Set problem: Write out the listing word for word, beginning at its start and continuing through the line that contains "(211, 1047)", with both ends included and the pictures left out.

Listed records:

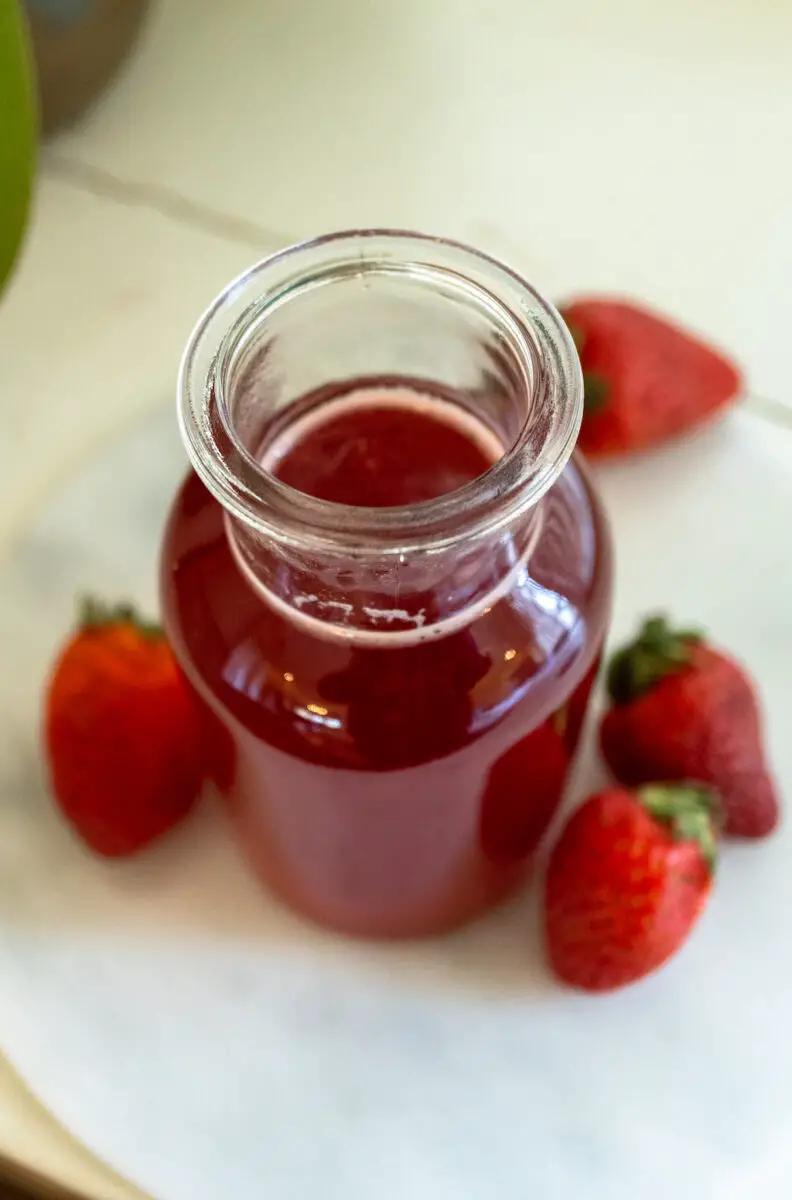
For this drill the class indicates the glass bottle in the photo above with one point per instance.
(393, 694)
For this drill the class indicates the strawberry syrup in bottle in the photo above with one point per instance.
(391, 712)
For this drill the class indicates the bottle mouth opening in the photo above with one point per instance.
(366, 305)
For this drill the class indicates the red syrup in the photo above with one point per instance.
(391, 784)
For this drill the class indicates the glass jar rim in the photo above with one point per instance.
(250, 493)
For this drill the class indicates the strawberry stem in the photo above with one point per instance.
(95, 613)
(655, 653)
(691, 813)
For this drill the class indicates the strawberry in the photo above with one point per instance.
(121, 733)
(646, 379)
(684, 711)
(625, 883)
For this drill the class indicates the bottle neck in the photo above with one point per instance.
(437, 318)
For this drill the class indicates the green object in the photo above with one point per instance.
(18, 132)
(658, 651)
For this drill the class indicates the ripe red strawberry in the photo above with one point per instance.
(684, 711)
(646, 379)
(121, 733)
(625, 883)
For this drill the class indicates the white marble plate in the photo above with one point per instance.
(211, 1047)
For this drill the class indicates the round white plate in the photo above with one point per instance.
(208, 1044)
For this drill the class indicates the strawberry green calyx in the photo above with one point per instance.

Solution for this exercise:
For this drill the class indicates the glass bottle in the photo above with one point per instance.
(393, 694)
For this drill the class indicates the strawberry syrup in bottle in the photo above with one point per instance.
(391, 712)
For this drill the class indicates the bottle mouth opening in the photo above with one point per instance.
(366, 305)
For this drill the class indicates the red syrup in the photo above with one point per instance.
(391, 784)
For this drill the class indicates the glass jar rim in the photo above with one point per instance.
(250, 493)
For this drill the class indicates the strawberry stem in the photo above with one point per instance.
(95, 613)
(655, 653)
(691, 813)
For this drill the class indicates the strawberry in the photo above with one point per instance.
(121, 733)
(646, 379)
(684, 711)
(625, 883)
For this drill the class indicates the bottle neck in the photo above with one point per instance.
(437, 318)
For this drill the class indicates the green object in the photo above with one point per instance.
(18, 132)
(658, 651)
For this drill the class indicates the ripe red strawberry in the photo above with one point per instance.
(684, 711)
(646, 379)
(121, 733)
(625, 883)
For this drill the class indicates the white marble plate in the photo above with one point per instance.
(211, 1047)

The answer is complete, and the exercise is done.